## begin Task material
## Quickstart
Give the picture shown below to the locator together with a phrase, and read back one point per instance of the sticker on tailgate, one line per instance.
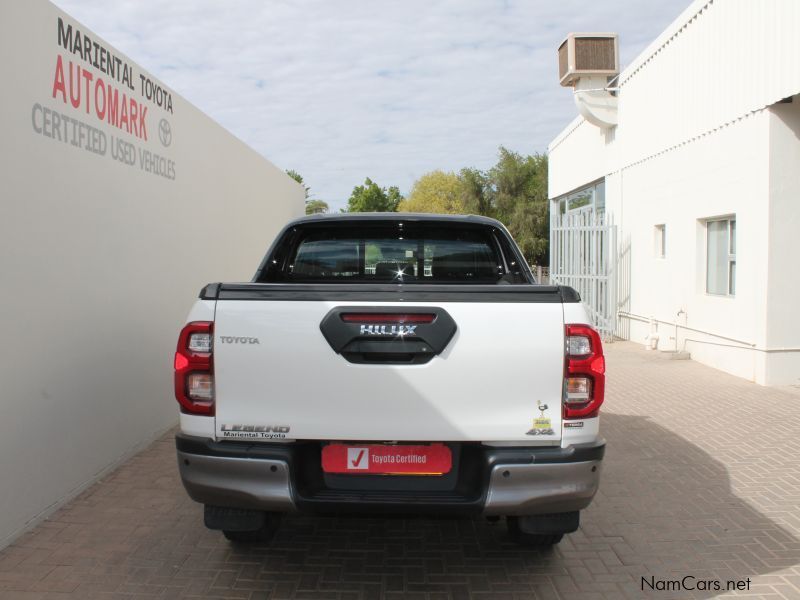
(403, 459)
(253, 431)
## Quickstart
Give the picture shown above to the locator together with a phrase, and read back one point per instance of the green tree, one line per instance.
(435, 192)
(475, 194)
(315, 207)
(299, 179)
(370, 197)
(518, 190)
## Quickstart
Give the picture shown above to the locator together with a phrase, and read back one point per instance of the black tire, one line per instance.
(263, 534)
(538, 540)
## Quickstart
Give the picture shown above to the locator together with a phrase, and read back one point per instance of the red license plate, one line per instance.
(355, 459)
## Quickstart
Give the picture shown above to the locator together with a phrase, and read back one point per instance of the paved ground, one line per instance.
(702, 478)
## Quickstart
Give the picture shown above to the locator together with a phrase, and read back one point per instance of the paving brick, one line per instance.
(700, 478)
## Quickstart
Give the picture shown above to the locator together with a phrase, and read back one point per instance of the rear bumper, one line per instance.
(485, 480)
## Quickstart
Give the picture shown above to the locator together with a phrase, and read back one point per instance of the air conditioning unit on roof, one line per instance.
(588, 55)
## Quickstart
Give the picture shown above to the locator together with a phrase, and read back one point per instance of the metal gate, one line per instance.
(583, 256)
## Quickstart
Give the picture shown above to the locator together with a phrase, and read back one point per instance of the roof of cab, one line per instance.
(394, 216)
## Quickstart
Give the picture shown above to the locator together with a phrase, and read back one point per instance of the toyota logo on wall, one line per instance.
(165, 132)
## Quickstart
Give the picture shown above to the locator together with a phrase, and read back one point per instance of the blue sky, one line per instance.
(343, 90)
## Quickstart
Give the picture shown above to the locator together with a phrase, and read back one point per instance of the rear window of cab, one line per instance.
(393, 253)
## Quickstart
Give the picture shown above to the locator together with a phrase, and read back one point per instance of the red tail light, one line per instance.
(584, 376)
(194, 368)
(387, 318)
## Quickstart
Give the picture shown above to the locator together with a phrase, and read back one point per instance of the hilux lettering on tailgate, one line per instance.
(227, 339)
(388, 329)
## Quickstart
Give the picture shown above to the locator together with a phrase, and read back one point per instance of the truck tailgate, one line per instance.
(499, 378)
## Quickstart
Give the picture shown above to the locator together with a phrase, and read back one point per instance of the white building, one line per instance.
(693, 197)
(119, 201)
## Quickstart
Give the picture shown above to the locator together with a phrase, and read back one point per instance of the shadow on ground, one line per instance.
(665, 511)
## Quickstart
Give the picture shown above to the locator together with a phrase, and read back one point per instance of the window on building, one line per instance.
(721, 256)
(660, 240)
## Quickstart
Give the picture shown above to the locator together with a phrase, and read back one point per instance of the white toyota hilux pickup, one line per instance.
(390, 363)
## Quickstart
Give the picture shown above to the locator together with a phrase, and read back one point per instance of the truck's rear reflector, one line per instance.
(194, 368)
(584, 377)
(387, 318)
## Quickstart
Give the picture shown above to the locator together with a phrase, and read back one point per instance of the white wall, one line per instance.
(725, 173)
(700, 136)
(578, 156)
(100, 262)
(783, 325)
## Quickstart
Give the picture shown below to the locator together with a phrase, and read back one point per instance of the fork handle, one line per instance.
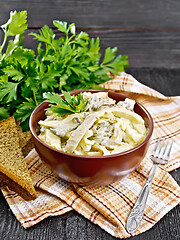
(136, 214)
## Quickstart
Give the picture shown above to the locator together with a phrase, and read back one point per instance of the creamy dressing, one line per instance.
(105, 127)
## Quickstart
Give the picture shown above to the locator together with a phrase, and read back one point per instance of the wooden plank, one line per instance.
(162, 14)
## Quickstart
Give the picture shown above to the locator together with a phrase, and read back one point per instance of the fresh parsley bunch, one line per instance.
(67, 61)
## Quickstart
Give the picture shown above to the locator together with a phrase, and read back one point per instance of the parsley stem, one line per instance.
(4, 42)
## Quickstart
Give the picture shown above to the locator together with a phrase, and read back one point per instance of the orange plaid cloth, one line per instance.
(110, 206)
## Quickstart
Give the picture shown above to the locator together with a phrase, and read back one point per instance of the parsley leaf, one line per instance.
(64, 61)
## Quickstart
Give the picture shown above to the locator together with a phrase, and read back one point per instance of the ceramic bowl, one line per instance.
(86, 170)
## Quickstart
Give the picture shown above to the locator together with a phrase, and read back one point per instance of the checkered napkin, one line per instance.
(110, 206)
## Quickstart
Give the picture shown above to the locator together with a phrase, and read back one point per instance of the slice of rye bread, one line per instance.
(25, 140)
(12, 162)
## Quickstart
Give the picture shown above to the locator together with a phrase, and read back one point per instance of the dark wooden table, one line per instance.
(149, 33)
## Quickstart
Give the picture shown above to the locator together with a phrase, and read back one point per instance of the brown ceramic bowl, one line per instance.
(86, 170)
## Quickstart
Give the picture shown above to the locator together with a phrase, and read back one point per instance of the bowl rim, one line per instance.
(82, 157)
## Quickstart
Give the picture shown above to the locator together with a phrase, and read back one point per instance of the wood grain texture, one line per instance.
(147, 31)
(159, 49)
(72, 226)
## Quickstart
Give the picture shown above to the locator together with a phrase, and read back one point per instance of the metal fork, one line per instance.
(160, 155)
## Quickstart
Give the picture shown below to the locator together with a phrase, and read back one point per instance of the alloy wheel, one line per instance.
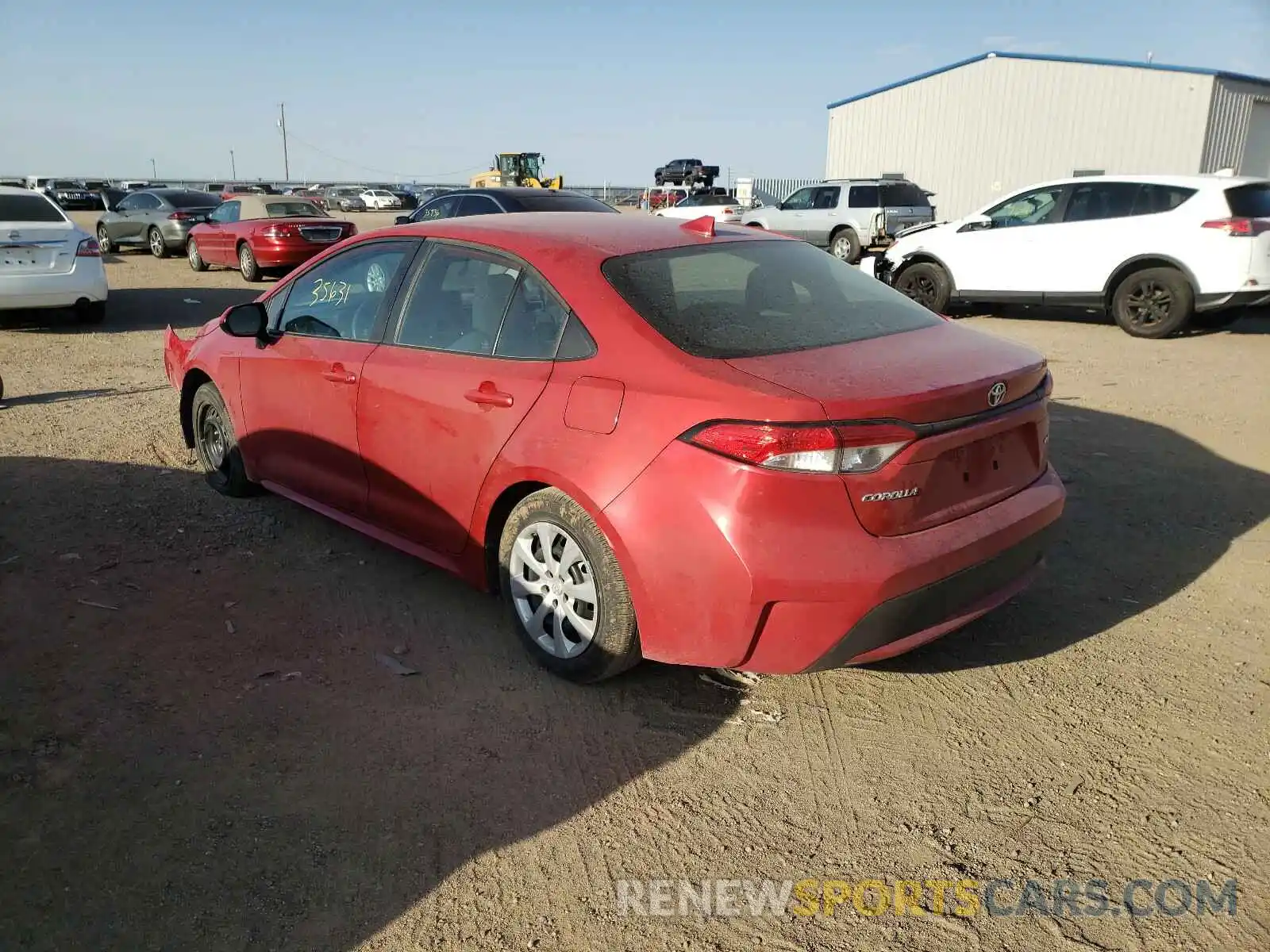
## end Task material
§ Task statement:
Pick out each line of the material above containing the word "toyota", and copy those lines.

§ Full response:
Give the picture shown above to the locator together with a phrase, and read back one point per instance of the toyota logo on wall, one line per instance.
Give the picture shown above to the locator together with a phrase, and read back one point per instance of the white toyota hilux pickup, one line per instance.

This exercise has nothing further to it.